[Text extract]
[BEGIN]

The dairy industry is highly fragmented and the consequent competitive pressure may continue to constrain scalability, pricing power and profitability. Furthermore, as a majority of NIFPL’s revenue comes from Kanpur, risk related to geographical concentration will persist. Ability to expand presence in other regions amid competition will remain monitorable.

 

Modest operating profitability

Operating profitability was modest at 4.6% in fiscal 2025 and has been volatile over the past several years. Due to increase in milk procurement prices and delay in passing on the prices to consumers amid intense competition and external factors, NIFPL’s profitability declined to 1% in the first nine months of fiscal 2026. However, it is expected to improve to 3.5-4.5% over the medium term with passthrough of increase in prices to consumers and increased revenue contribution of high value-added products such as ice cream and ghee. The ongoing capex in Bihar will also lead to increase in scale of operations and higher profitability from fiscal 2027.

Liquidity Adequate

The liquidity is supported by unencumbered cash and equivalents of Rs 25 crore as on March 31, 2025. Net cash accrual is projected at Rs 5-10 crore for fiscal 2026 and Rs 60-80 crore each for the next two fiscals, against yearly debt obligation of Rs 12-20 crore over the medium term. The working capital limit was utilised 28% on average over the 12 months ended December 31, 2025. Need-based funding support from the RSPL group is expected to continue.

[END]

[Exercise directions]
Answer these from the text on NIFPL's dairy business:
(a) Which city supplies the majority of NIFPL's revenue?
(b) What was NIFPL's operating profitability in fiscal 2025?
(c) On average, how much of the working capital limit was utilized over the 12 months ended December 31, 2025?

[Stored records]

[BEGIN]

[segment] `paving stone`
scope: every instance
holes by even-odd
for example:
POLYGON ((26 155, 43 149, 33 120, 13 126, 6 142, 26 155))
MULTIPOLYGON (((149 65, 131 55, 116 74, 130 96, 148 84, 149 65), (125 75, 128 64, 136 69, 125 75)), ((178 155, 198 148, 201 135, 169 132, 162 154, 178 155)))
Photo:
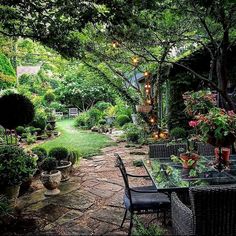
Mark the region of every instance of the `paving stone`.
POLYGON ((113 196, 115 192, 118 192, 121 189, 122 187, 119 185, 104 182, 96 185, 94 188, 91 188, 89 192, 99 197, 108 198, 113 196))
POLYGON ((38 209, 37 215, 50 222, 54 222, 68 211, 69 209, 67 209, 66 207, 49 204, 38 209))
POLYGON ((51 230, 54 227, 57 227, 58 225, 64 225, 64 224, 67 224, 67 223, 71 223, 72 221, 80 218, 82 215, 83 215, 83 213, 80 212, 80 211, 75 211, 75 210, 68 211, 66 214, 59 217, 53 223, 48 224, 47 226, 45 226, 44 230, 46 230, 46 231, 51 230))

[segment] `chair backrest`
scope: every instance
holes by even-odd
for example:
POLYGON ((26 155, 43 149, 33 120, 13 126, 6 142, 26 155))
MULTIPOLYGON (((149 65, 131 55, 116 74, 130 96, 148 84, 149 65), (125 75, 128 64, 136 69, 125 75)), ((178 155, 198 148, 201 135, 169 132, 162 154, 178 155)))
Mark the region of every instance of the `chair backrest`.
POLYGON ((189 190, 196 235, 236 235, 236 185, 189 190))
POLYGON ((69 116, 77 116, 78 108, 69 108, 69 116))
POLYGON ((149 145, 149 157, 150 158, 169 158, 171 155, 178 155, 179 148, 187 149, 187 145, 181 144, 150 144, 149 145))
POLYGON ((116 166, 119 167, 120 172, 123 177, 123 180, 124 180, 124 183, 125 183, 125 194, 129 198, 130 204, 132 206, 132 198, 131 198, 131 192, 130 192, 130 187, 129 187, 129 180, 128 180, 128 176, 127 176, 124 162, 122 161, 122 159, 118 153, 115 153, 114 156, 116 157, 116 166))

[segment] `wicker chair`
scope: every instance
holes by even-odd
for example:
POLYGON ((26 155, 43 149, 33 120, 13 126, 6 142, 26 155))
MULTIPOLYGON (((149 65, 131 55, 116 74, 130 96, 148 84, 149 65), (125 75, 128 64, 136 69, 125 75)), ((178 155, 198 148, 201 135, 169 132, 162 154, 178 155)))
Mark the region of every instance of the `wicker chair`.
POLYGON ((192 187, 191 209, 171 195, 175 235, 236 235, 236 185, 192 187))
POLYGON ((131 175, 126 172, 124 163, 120 156, 115 153, 116 166, 119 167, 124 183, 125 183, 125 194, 124 194, 124 205, 125 214, 121 227, 126 219, 127 212, 130 212, 130 227, 129 234, 131 234, 133 226, 133 216, 134 214, 150 214, 150 213, 164 213, 164 222, 166 217, 166 212, 170 210, 170 199, 164 193, 158 193, 154 185, 151 186, 140 186, 140 187, 130 187, 129 177, 134 178, 150 178, 149 175, 131 175))
POLYGON ((187 149, 187 145, 180 144, 150 144, 149 145, 149 157, 150 158, 169 158, 171 155, 178 155, 179 148, 187 149))

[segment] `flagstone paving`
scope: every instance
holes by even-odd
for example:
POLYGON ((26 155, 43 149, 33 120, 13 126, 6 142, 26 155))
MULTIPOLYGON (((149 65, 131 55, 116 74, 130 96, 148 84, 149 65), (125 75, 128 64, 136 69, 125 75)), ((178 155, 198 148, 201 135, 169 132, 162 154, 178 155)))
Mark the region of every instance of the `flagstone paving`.
POLYGON ((124 215, 124 184, 115 167, 115 152, 124 158, 129 171, 145 173, 143 167, 134 167, 132 162, 146 158, 147 146, 126 147, 126 143, 121 142, 104 148, 102 155, 82 159, 71 179, 61 184, 61 193, 57 196, 45 197, 45 189, 35 180, 36 191, 20 197, 19 208, 24 214, 35 217, 40 233, 45 235, 127 235, 129 222, 120 228, 124 215), (131 155, 132 152, 142 155, 131 155))

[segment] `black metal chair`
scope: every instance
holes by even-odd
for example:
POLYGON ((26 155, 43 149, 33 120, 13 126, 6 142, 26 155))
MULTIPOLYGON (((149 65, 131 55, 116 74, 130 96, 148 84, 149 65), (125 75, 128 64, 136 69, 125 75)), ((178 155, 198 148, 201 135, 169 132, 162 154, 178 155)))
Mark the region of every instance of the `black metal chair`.
POLYGON ((128 211, 131 215, 128 235, 131 234, 134 214, 140 215, 163 212, 165 222, 166 212, 170 210, 170 199, 168 195, 164 193, 158 193, 154 185, 131 188, 129 186, 129 177, 150 178, 149 175, 137 176, 127 173, 121 157, 117 153, 114 155, 116 157, 116 166, 119 167, 125 183, 124 205, 126 210, 121 227, 124 224, 128 211))
POLYGON ((236 185, 192 187, 190 208, 171 195, 175 235, 236 235, 236 185))

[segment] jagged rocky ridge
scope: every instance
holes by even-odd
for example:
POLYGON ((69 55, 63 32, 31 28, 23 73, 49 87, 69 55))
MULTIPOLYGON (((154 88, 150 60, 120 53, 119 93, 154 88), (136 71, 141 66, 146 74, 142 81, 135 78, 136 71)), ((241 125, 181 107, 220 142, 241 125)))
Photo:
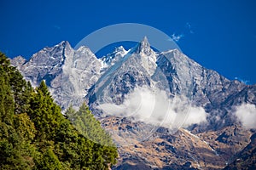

[END]

[Task output]
(a) Kanpur
(b) 4.6%
(c) 28%